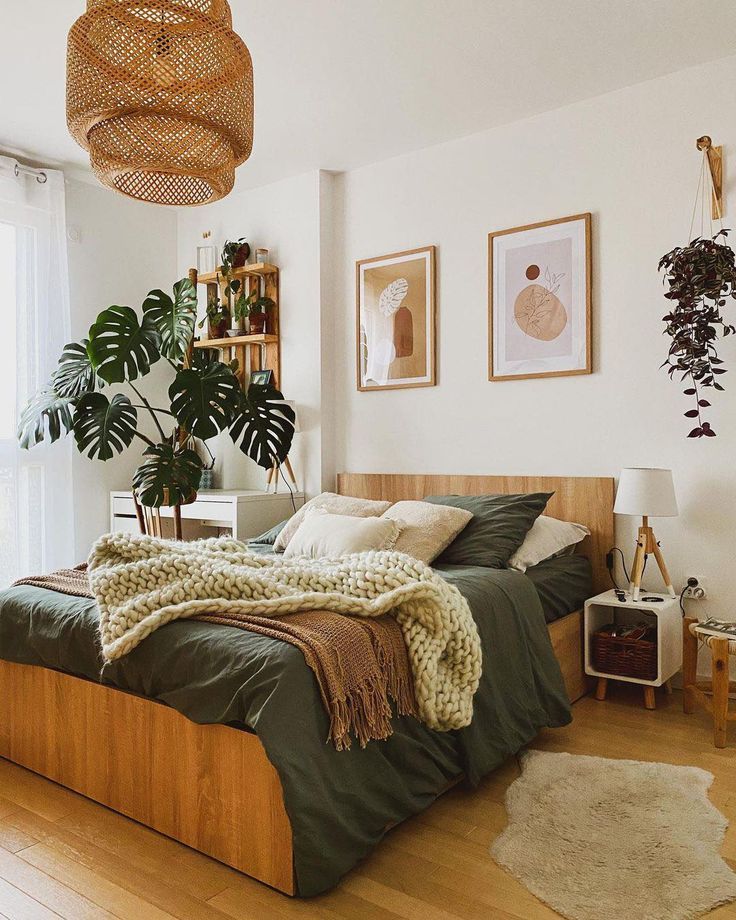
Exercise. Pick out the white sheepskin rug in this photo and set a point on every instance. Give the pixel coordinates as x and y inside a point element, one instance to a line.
<point>601,839</point>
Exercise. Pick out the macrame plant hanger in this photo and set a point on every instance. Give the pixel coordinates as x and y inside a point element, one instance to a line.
<point>710,188</point>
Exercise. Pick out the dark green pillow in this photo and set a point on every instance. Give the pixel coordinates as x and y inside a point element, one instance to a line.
<point>496,530</point>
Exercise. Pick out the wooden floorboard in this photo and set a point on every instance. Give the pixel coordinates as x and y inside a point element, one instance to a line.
<point>64,856</point>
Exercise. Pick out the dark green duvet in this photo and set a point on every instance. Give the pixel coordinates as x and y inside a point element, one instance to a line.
<point>339,803</point>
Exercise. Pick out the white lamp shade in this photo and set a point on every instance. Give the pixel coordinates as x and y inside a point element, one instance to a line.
<point>646,493</point>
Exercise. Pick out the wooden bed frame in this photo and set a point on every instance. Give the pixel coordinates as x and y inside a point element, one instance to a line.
<point>210,786</point>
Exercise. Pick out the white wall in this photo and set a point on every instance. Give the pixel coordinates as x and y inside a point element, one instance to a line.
<point>628,157</point>
<point>123,250</point>
<point>285,219</point>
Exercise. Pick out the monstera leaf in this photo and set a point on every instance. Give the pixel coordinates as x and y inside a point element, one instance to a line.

================

Copy out all of the records above word for word, leaving the pictures out.

Exercise. Pick out the white sheepskin rug in this photo and set a point on every instance. Give the pixel coordinates as x and y inside a point element, one instance to a line.
<point>601,839</point>
Exercise. Pick out the macrame plant hanger in this photo and set a point on every instance. Give the pixel coordinates as x and y inside a point element, one instance to a line.
<point>710,188</point>
Exercise. Pick out the dark green pillow in this photo and set a point on every instance. Give the pixel coordinates as x and y inside a point element, one instance to a line.
<point>496,530</point>
Exercise. Pick out the wooden floorboard in this photo and set a point on every instance. Give the pixel coordinates as x and y inside a point element, one instance to a line.
<point>64,856</point>
Exercise. Pick out the dark green duvet in this photo and set a point on every instance. Give the pixel coordinates as x and y inside a point element, one instance to a line.
<point>339,803</point>
Exercise. Pick out the white lamp shade in this photo and set a point on every instance. Give the pixel coordinates as x and y inside a point element, one instance to a line.
<point>646,493</point>
Exercise. Pick out the wooden bed frame in this photo and set a point on every instance. Give the pixel coordinates as x and y inside a point element, one instance to a line.
<point>210,786</point>
Exercise. Pick out the white wall in this photo and set a point on every instance. Give the pixel coordinates as x and y inside a point element, one instance to a line.
<point>628,157</point>
<point>123,250</point>
<point>285,219</point>
Exercise. Pick out the monstera leaf in this photo and set a point on every instance. Give the pixel coordinates as x and y inside a point element, one instance to a line.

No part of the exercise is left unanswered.